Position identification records
====
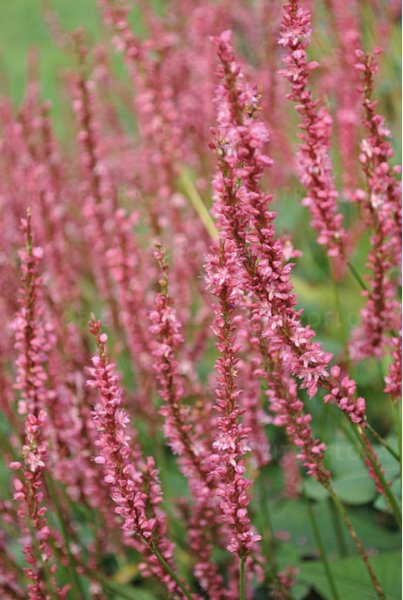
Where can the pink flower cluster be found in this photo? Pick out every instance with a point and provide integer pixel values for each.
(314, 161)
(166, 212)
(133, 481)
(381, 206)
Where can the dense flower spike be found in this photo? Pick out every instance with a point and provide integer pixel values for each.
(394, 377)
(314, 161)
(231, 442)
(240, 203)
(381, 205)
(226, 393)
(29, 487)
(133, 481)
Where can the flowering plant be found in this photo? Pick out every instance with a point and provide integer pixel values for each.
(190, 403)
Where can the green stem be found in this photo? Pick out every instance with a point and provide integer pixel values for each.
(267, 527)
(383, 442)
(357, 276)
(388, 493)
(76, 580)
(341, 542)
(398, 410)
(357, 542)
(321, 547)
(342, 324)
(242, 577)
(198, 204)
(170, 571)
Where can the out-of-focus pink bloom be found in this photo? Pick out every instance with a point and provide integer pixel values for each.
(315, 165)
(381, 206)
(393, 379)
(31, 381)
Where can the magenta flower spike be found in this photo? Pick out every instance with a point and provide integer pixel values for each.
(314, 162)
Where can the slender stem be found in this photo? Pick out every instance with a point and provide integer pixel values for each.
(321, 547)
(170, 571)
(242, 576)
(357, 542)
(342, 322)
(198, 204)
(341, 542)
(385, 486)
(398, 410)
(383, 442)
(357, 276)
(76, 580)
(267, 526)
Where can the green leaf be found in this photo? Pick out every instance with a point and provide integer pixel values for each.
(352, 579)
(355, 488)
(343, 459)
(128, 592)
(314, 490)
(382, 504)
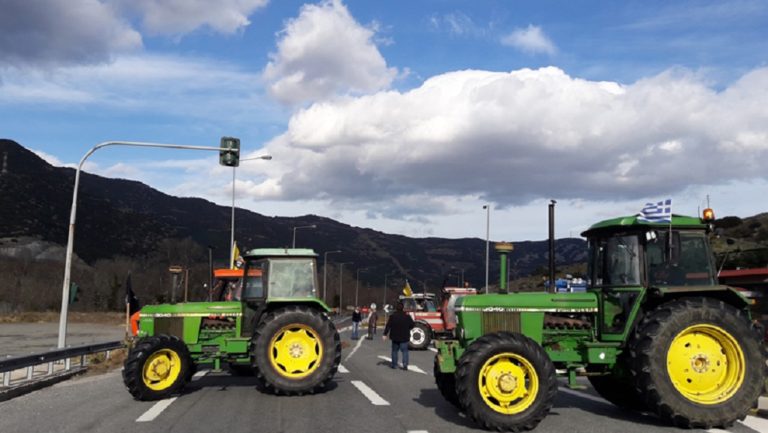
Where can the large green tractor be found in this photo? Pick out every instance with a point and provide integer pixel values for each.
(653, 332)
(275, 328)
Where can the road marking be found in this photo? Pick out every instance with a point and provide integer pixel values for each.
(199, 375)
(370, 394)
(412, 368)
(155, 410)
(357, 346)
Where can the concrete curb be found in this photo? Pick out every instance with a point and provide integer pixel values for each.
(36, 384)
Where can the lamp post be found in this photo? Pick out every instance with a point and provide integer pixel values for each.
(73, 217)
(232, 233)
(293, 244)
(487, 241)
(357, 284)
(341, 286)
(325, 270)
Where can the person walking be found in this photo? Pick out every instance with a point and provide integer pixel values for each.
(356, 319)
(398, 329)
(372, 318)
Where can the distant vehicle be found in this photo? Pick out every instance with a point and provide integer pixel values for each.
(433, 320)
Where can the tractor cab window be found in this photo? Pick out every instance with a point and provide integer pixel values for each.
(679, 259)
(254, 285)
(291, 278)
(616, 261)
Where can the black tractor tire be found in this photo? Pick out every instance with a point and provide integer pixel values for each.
====
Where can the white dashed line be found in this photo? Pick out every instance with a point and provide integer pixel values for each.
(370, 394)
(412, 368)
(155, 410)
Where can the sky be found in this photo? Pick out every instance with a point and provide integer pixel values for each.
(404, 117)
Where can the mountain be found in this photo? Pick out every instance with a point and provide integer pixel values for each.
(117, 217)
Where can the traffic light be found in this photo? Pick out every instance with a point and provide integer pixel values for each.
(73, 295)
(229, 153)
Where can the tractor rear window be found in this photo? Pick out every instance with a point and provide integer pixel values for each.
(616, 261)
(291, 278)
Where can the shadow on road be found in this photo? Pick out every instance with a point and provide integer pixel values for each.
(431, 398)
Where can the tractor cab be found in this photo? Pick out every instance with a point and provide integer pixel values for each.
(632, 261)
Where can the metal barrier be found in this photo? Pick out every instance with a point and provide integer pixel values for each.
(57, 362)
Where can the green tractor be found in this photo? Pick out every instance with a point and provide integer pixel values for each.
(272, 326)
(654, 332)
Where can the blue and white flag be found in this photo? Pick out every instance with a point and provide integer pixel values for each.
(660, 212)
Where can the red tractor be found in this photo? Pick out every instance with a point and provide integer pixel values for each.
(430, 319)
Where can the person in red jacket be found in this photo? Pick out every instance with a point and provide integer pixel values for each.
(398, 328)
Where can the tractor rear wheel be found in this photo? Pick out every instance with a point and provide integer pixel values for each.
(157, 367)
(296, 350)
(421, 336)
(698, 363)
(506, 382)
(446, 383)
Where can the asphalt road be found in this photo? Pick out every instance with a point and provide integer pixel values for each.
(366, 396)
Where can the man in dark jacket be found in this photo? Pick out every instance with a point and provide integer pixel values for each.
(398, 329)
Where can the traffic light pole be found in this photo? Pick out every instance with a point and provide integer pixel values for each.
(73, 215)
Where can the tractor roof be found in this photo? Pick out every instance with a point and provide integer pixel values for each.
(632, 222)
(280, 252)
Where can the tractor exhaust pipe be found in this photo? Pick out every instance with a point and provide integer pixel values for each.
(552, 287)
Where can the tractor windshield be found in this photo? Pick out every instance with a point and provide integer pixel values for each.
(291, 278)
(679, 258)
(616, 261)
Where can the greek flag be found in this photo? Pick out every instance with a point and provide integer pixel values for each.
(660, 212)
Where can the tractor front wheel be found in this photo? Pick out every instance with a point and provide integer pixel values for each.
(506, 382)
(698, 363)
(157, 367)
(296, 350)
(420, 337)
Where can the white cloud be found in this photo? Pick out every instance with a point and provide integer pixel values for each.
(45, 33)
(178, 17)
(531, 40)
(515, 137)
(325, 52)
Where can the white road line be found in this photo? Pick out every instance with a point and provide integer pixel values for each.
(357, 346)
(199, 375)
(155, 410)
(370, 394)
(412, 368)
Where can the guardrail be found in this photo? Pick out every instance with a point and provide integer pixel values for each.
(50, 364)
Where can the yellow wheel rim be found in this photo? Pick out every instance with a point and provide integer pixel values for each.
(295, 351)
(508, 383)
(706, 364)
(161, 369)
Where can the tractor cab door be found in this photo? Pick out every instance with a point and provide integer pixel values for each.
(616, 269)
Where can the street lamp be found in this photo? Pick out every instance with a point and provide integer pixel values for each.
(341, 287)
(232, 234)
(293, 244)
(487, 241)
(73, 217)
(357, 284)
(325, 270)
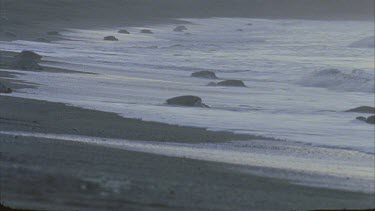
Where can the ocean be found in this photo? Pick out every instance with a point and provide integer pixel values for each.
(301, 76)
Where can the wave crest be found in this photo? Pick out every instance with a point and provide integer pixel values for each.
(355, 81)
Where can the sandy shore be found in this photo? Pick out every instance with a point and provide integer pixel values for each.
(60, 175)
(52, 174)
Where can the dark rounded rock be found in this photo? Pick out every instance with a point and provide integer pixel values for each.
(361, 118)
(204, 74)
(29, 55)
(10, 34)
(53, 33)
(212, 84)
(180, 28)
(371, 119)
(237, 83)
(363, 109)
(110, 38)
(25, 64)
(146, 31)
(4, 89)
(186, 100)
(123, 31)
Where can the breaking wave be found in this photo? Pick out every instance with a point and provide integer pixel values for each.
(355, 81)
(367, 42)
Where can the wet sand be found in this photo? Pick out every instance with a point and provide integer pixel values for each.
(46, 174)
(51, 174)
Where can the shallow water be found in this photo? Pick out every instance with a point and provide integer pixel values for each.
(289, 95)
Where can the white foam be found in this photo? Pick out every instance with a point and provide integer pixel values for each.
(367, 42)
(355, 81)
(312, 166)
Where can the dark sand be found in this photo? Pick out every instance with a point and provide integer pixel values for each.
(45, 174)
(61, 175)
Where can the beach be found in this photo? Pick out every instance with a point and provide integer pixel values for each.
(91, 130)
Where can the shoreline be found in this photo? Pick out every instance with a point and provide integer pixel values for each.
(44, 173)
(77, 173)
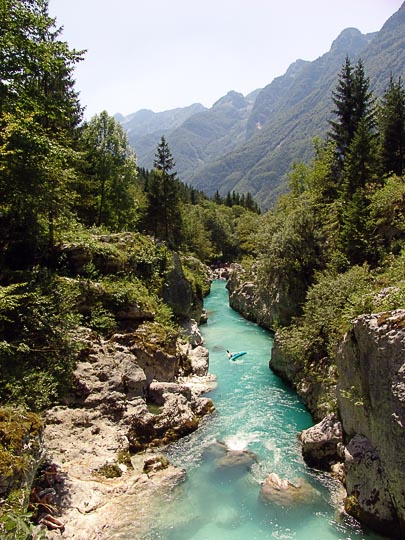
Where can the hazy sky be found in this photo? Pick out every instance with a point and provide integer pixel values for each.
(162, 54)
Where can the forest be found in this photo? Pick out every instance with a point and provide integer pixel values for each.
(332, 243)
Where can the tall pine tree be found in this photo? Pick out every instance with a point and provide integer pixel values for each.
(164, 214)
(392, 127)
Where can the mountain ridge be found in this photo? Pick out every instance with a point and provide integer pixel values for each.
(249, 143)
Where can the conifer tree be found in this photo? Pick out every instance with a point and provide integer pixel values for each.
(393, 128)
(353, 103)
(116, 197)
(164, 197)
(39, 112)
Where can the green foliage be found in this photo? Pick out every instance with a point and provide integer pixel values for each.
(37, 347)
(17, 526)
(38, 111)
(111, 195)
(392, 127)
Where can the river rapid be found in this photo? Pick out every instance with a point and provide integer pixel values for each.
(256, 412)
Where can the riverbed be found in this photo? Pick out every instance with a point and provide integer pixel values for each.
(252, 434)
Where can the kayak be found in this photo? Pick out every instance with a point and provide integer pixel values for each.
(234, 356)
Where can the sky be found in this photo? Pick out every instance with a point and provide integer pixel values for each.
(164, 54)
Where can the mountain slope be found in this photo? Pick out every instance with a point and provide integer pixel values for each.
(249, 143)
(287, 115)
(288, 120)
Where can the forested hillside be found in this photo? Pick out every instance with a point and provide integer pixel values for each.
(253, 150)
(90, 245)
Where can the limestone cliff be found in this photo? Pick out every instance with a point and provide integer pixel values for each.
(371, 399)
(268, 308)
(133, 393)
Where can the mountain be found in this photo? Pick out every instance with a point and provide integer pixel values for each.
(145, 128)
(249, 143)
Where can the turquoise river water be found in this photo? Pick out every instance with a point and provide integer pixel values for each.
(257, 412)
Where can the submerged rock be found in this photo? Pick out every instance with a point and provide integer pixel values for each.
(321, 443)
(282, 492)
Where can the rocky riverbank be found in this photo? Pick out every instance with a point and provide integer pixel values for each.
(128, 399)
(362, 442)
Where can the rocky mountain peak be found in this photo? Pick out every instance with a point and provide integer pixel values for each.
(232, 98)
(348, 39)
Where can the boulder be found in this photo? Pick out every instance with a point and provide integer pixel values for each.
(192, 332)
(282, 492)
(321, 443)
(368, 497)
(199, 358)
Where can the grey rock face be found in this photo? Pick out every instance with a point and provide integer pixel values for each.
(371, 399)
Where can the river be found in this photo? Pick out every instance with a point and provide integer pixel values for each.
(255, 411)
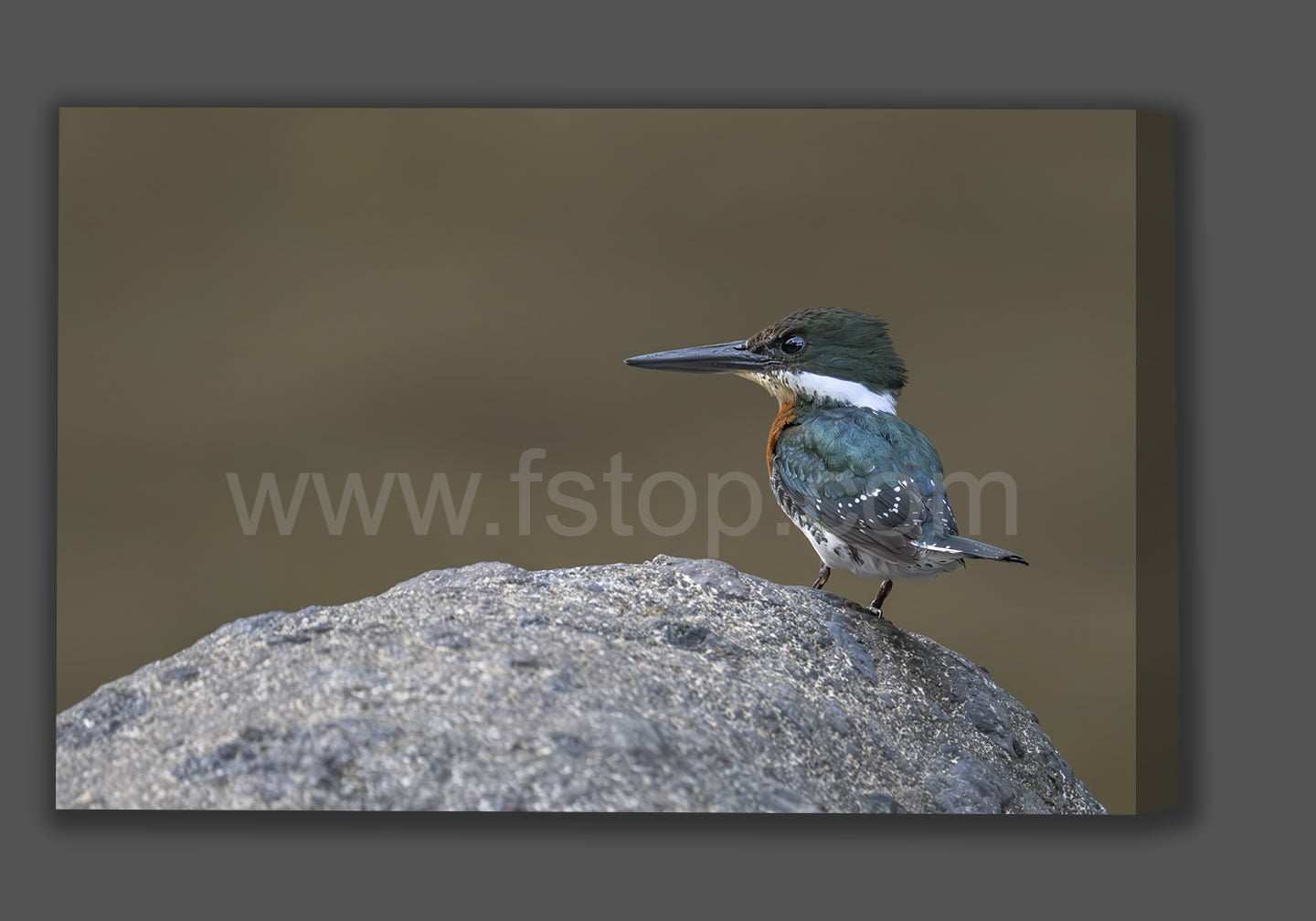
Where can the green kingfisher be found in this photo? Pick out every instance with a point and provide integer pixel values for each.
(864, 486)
====
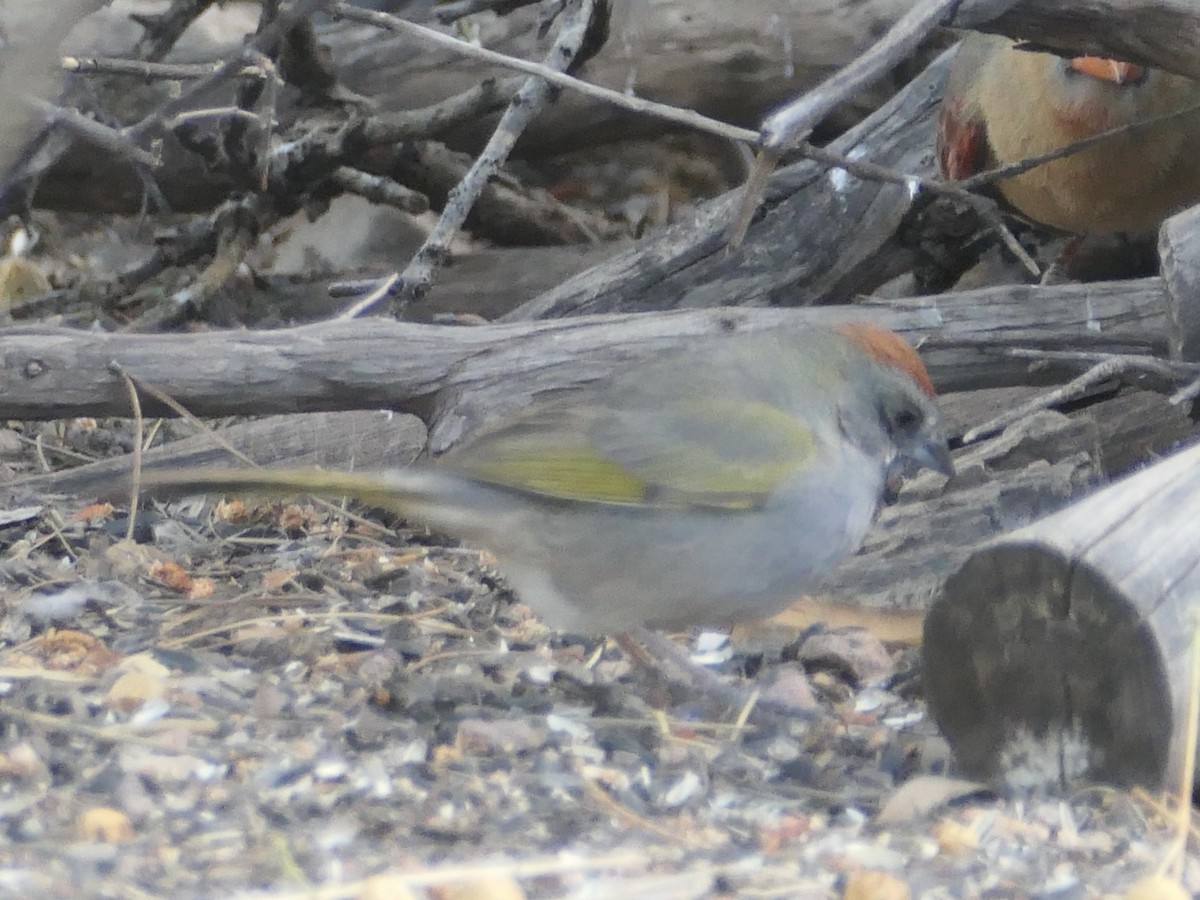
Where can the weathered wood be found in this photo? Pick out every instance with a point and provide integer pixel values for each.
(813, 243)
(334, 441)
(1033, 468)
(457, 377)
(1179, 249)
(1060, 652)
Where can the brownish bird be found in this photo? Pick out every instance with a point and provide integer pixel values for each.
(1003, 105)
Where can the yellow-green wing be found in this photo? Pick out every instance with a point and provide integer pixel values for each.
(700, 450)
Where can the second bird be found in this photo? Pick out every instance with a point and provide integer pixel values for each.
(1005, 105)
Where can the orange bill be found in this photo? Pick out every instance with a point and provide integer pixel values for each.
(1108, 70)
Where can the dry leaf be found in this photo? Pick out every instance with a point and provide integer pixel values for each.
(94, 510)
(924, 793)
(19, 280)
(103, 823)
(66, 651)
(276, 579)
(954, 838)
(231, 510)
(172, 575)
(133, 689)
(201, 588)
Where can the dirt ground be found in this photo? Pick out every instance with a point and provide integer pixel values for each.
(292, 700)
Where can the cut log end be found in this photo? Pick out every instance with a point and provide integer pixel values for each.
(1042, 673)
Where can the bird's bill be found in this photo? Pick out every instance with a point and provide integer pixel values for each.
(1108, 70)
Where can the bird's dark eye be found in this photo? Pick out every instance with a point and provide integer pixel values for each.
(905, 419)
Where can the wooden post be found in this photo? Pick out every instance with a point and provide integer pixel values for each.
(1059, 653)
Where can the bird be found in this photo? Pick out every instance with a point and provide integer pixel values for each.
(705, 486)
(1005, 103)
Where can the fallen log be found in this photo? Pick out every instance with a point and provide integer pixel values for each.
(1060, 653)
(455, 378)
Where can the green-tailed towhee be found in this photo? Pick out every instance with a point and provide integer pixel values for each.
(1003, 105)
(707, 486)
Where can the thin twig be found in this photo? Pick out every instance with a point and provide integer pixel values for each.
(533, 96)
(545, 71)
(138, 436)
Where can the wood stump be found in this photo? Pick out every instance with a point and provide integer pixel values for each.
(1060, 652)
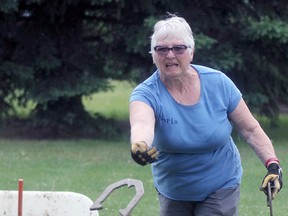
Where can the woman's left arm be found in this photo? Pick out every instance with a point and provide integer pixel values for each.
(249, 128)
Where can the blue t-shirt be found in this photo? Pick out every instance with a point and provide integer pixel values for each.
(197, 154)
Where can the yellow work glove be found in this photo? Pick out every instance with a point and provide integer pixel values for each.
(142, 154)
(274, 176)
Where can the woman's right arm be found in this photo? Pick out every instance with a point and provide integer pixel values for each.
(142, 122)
====
| INSTRUCTION |
Please count the lines in the listing above that contain the word "rocky", and give only that number.

| ANSWER FOR THE TASK |
2